Given passage:
*** Begin section ***
This article is based on an official press release from Liebherr.
Liebherr-Aerospace has announced plans to expand its manufacturing and customer service facilities in Lindenberg, Germany, to accommodate growing demand in the aviation sector. According to an official press release from the company, the expansion project is scheduled to begin in 2026 and will include significant additions to both assembly areas and office spaces.
The strategic investment aims to address the rapid increase in aerospace manufacturing and maintenance requirements. As the aviation industry continues its upward trajectory, Liebherr-Aerospace is positioning its Lindenberg site to handle higher volumes of production and customer service activities, particularly for major commercial-aircraft programs.
In addition to physical infrastructure growth, the company is actively seeking to expand its workforce. The press release noted that Liebherr-Aerospace is looking to fill approximately 270 vacancies, primarily in production, assembly, and customer service roles, to support its enhanced operational footprint.
Facility Upgrades and Environmental Standards
The planned expansion will add approximately 6,000 square meters of space dedicated to customer service and assembly operations. To make room for this extension, the site’s current administration building, identified by the company as the oldest structure on the premises, will be demolished. The project also encompasses the expansion of the employee restaurant to accommodate the growing workforce.
Furthermore, Liebherr-Aerospace is constructing a new office complex spanning roughly 10,000 square meters. This addition is designed to provide the company with the flexibility needed to adapt to future space requirements as the aerospace market evolves.
The new facilities will be built in accordance with modern ecological standards. The company plans to implement sustainability construction measures, including heat recovery systems for heating and green roofs equipped with photovoltaic panels.
“We are working on solutions for more environmentally friendly aviation, and this consequently includes more environmentally friendly production and state-of-the-art ecological construction measures,” stated Martin Wandel, Managing Director and Chief Operating Officer of Liebherr-Aerospace & Transportation SAS, in the press release.
Meeting the Demand for Airbus A350 MRO Services
A significant driver behind the Lindenberg site expansion is the increasing demand for maintenance, repair, and overhaul (MRO) services. As global aircraft fleets age and operational routes expand, regular overhauls are required to maintain safety and performance standards.
*** End section ***
Image-grounded pointing data:
*** Begin section ***
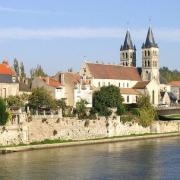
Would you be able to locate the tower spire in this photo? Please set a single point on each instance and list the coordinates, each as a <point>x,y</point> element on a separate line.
<point>127,42</point>
<point>150,41</point>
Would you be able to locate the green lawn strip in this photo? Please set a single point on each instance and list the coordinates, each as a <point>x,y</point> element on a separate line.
<point>57,141</point>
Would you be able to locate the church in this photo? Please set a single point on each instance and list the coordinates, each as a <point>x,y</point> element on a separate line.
<point>131,80</point>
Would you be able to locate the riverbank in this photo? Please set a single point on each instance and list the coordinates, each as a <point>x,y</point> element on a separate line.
<point>5,150</point>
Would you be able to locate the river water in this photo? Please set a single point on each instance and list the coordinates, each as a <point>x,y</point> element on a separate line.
<point>145,159</point>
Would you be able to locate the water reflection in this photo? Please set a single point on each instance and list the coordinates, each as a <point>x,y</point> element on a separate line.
<point>150,159</point>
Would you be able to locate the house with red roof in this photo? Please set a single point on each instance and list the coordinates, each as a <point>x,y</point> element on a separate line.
<point>175,88</point>
<point>55,88</point>
<point>8,84</point>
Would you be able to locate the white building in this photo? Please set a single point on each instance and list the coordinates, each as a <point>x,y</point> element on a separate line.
<point>126,76</point>
<point>55,88</point>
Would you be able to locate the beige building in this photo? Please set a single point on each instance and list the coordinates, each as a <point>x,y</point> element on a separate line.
<point>69,80</point>
<point>55,88</point>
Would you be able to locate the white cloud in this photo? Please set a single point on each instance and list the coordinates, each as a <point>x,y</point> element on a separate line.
<point>166,34</point>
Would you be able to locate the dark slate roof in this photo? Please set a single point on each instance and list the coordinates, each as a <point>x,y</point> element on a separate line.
<point>128,42</point>
<point>150,42</point>
<point>24,87</point>
<point>5,78</point>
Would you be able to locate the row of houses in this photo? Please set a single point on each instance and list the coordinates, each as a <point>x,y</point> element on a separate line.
<point>132,81</point>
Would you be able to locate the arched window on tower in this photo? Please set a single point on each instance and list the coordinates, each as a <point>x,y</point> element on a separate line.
<point>126,55</point>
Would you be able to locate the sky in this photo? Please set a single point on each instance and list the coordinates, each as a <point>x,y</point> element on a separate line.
<point>61,34</point>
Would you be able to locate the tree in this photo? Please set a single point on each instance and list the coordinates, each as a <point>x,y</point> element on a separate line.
<point>14,102</point>
<point>147,113</point>
<point>38,71</point>
<point>41,98</point>
<point>81,108</point>
<point>23,74</point>
<point>4,114</point>
<point>16,66</point>
<point>106,98</point>
<point>61,104</point>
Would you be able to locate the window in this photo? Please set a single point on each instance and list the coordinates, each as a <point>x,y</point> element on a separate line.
<point>127,99</point>
<point>145,64</point>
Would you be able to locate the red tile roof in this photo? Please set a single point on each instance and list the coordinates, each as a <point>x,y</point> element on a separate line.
<point>141,84</point>
<point>51,81</point>
<point>106,71</point>
<point>129,91</point>
<point>5,69</point>
<point>174,83</point>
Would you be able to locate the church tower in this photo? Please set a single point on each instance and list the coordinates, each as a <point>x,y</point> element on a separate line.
<point>128,52</point>
<point>150,58</point>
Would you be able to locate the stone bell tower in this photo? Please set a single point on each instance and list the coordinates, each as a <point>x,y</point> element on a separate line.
<point>150,58</point>
<point>128,52</point>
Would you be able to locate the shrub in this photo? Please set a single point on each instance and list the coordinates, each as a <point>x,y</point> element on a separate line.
<point>4,114</point>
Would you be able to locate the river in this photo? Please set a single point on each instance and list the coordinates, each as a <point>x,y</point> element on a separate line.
<point>145,159</point>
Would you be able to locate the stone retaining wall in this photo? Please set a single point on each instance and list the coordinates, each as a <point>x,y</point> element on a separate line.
<point>40,129</point>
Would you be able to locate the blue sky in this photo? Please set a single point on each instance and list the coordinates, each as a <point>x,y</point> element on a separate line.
<point>59,34</point>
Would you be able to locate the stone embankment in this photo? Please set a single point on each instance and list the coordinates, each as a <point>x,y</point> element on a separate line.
<point>40,129</point>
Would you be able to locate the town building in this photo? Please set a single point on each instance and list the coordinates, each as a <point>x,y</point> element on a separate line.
<point>55,88</point>
<point>131,80</point>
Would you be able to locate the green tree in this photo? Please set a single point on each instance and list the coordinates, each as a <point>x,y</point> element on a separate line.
<point>81,108</point>
<point>106,98</point>
<point>14,102</point>
<point>4,114</point>
<point>38,71</point>
<point>61,104</point>
<point>41,98</point>
<point>147,113</point>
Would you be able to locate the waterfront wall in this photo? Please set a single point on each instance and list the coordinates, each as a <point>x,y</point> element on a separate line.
<point>39,129</point>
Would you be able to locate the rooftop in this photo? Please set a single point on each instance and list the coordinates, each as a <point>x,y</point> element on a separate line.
<point>107,71</point>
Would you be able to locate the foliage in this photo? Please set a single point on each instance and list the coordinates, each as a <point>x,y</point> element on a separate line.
<point>22,70</point>
<point>4,114</point>
<point>170,75</point>
<point>106,98</point>
<point>81,108</point>
<point>14,102</point>
<point>146,111</point>
<point>38,71</point>
<point>61,104</point>
<point>41,98</point>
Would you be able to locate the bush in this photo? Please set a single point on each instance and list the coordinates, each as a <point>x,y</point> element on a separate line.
<point>4,114</point>
<point>105,99</point>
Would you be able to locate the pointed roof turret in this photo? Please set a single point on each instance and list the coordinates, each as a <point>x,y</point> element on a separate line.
<point>150,42</point>
<point>127,42</point>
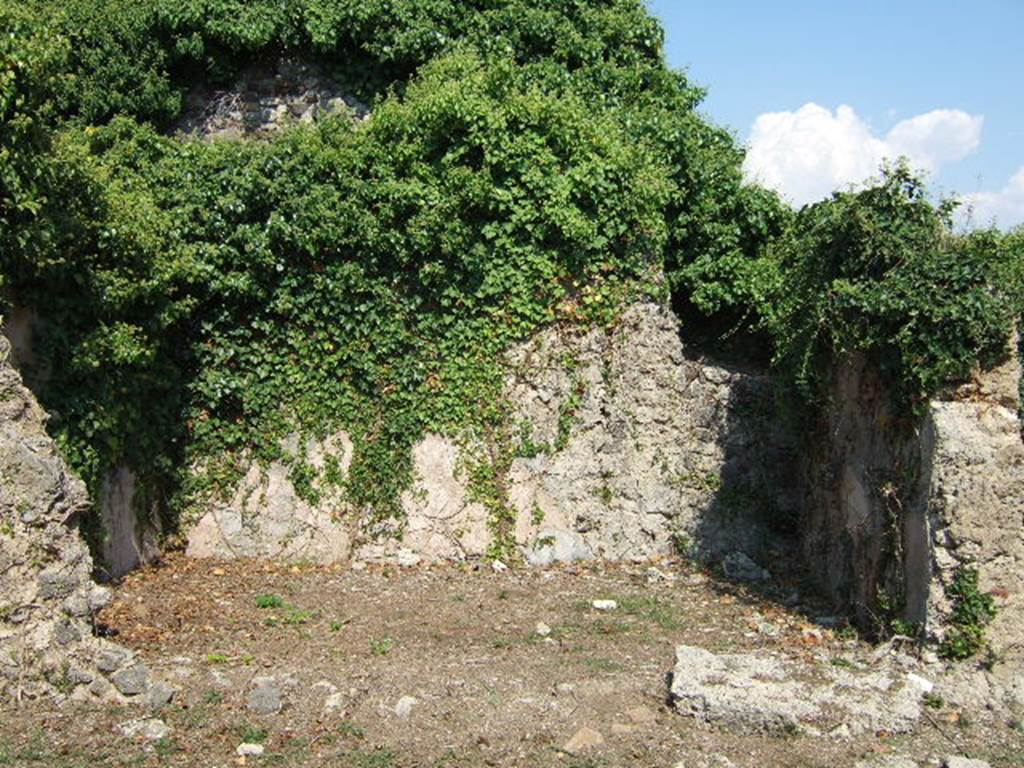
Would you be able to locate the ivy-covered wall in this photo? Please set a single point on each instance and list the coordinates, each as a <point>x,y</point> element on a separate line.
<point>525,165</point>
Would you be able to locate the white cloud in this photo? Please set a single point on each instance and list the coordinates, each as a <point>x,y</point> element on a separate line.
<point>810,153</point>
<point>1005,207</point>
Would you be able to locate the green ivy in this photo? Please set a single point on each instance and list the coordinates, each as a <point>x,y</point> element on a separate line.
<point>973,610</point>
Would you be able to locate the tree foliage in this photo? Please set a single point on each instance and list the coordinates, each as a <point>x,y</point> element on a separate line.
<point>881,272</point>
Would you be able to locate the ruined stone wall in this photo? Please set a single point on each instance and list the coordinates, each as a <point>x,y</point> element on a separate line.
<point>895,505</point>
<point>47,598</point>
<point>643,449</point>
<point>266,98</point>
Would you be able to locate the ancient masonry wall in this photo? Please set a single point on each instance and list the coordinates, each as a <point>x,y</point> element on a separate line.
<point>47,598</point>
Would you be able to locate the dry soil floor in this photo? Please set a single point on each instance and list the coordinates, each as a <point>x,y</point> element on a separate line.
<point>345,646</point>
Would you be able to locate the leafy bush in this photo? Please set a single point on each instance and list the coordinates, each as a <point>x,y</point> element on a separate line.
<point>881,272</point>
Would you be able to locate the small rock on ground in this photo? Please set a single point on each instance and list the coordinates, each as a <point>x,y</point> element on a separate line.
<point>265,698</point>
<point>404,707</point>
<point>958,762</point>
<point>888,762</point>
<point>584,739</point>
<point>334,701</point>
<point>148,729</point>
<point>160,694</point>
<point>132,681</point>
<point>715,761</point>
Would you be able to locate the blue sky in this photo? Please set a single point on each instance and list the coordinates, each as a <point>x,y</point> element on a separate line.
<point>941,81</point>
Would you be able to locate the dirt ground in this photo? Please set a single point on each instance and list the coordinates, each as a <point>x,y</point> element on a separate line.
<point>489,690</point>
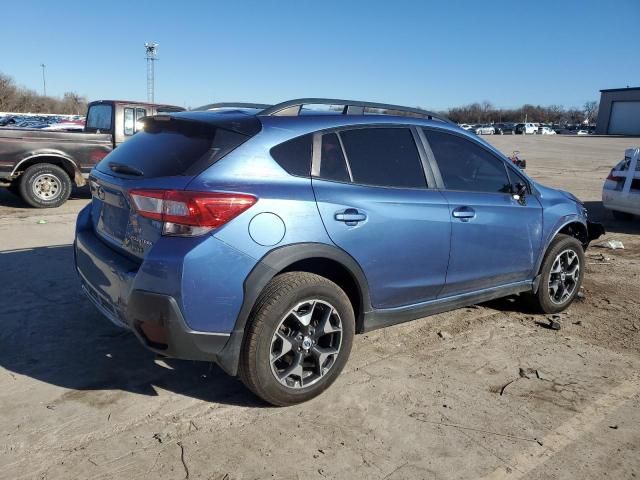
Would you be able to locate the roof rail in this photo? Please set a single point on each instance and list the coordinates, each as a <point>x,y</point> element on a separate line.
<point>213,106</point>
<point>292,108</point>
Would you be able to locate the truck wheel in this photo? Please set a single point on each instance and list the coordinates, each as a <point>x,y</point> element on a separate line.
<point>45,186</point>
<point>14,188</point>
<point>561,275</point>
<point>298,339</point>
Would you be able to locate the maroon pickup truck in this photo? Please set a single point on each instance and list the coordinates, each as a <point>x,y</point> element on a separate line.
<point>42,166</point>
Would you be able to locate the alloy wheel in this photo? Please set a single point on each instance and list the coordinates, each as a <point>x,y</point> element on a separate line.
<point>564,276</point>
<point>306,344</point>
<point>47,186</point>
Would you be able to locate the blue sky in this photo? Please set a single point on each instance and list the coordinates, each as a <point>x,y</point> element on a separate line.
<point>420,53</point>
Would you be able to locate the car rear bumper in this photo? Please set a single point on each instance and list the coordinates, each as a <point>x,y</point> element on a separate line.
<point>594,230</point>
<point>628,202</point>
<point>169,301</point>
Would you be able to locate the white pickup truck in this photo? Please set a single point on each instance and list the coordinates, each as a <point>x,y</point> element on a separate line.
<point>621,189</point>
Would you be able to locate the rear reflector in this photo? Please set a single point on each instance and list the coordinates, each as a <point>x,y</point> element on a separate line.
<point>195,209</point>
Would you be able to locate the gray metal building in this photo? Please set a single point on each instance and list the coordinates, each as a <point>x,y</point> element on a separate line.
<point>619,112</point>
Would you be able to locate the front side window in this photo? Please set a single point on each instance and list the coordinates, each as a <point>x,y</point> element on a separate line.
<point>129,122</point>
<point>466,166</point>
<point>140,113</point>
<point>385,157</point>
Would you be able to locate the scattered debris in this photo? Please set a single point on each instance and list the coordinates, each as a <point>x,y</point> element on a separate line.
<point>506,385</point>
<point>525,372</point>
<point>612,244</point>
<point>553,322</point>
<point>445,335</point>
<point>421,417</point>
<point>184,464</point>
<point>600,257</point>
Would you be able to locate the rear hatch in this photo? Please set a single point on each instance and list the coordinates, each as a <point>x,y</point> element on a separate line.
<point>166,156</point>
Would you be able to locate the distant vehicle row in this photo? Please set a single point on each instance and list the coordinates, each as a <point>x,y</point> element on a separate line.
<point>532,128</point>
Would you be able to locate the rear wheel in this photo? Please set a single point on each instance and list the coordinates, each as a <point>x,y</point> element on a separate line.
<point>45,186</point>
<point>618,215</point>
<point>561,275</point>
<point>298,339</point>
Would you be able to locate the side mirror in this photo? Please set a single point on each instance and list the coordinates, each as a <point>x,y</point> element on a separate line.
<point>519,192</point>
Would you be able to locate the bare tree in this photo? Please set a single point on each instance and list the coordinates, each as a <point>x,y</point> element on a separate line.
<point>14,98</point>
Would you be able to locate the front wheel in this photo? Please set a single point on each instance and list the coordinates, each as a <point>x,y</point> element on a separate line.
<point>298,340</point>
<point>561,275</point>
<point>45,186</point>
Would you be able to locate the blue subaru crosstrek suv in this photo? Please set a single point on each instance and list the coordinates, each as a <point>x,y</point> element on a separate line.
<point>263,238</point>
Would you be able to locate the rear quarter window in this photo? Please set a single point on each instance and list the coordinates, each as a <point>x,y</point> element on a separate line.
<point>294,156</point>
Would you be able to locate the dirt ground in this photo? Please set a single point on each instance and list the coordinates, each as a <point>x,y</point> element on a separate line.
<point>500,397</point>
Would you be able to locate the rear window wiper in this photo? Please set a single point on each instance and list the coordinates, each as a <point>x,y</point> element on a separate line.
<point>126,169</point>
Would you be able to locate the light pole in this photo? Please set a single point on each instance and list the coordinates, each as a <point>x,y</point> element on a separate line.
<point>44,80</point>
<point>151,49</point>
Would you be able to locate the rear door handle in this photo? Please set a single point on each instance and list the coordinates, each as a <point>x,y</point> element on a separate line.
<point>464,213</point>
<point>350,216</point>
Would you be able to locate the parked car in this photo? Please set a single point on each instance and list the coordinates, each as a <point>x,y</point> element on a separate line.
<point>41,165</point>
<point>485,130</point>
<point>262,241</point>
<point>621,189</point>
<point>526,129</point>
<point>505,128</point>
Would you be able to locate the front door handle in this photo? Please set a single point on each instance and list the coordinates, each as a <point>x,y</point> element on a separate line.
<point>464,213</point>
<point>350,216</point>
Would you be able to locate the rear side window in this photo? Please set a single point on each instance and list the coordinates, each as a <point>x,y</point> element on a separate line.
<point>386,157</point>
<point>129,122</point>
<point>294,155</point>
<point>332,163</point>
<point>99,117</point>
<point>173,148</point>
<point>466,166</point>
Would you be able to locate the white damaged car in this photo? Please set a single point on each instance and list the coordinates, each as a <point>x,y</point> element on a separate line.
<point>621,190</point>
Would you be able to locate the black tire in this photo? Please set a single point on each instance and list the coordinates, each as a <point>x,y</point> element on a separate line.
<point>281,295</point>
<point>543,300</point>
<point>45,186</point>
<point>618,215</point>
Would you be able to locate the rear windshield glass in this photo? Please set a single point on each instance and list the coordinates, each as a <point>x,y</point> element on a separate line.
<point>173,148</point>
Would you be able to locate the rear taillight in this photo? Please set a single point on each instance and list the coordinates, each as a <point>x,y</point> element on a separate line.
<point>614,177</point>
<point>189,213</point>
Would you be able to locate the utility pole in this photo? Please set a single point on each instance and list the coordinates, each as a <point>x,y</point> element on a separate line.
<point>44,80</point>
<point>151,50</point>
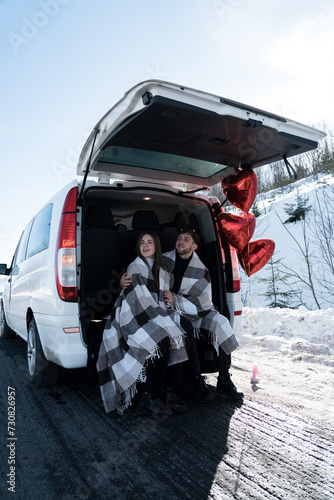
*** End section ***
What you need to do:
1) Please copy the stretch of the Liebherr-Aerospace article from "In addition to" through "enhanced operational footprint.".
2) According to the Liebherr-Aerospace article, which building will be torn down to make room for the extension?
3) Summarize the Liebherr-Aerospace article in two sentences.

Answers:
1)
In addition to physical infrastructure growth, the company is actively seeking to expand its workforce. The press release noted that Liebherr-Aerospace is looking to fill approximately 270 vacancies, primarily in production, assembly, and customer service roles, to support its enhanced operational footprint.

2) The site's current administration building, which is the oldest structure on the premises.

3) Liebherr-Aerospace plans to expand its Lindenberg, Germany, site beginning in 2026, adding about 6,000 square meters for customer service and assembly and a new office complex of roughly 10,000 square meters, and to fill approximately 270 vacancies. The new facilities will meet modern ecological standards, with heat recovery systems and green roofs with photovoltaic panels, and a significant driver of the expansion is growing demand for maintenance, repair, and overhaul services.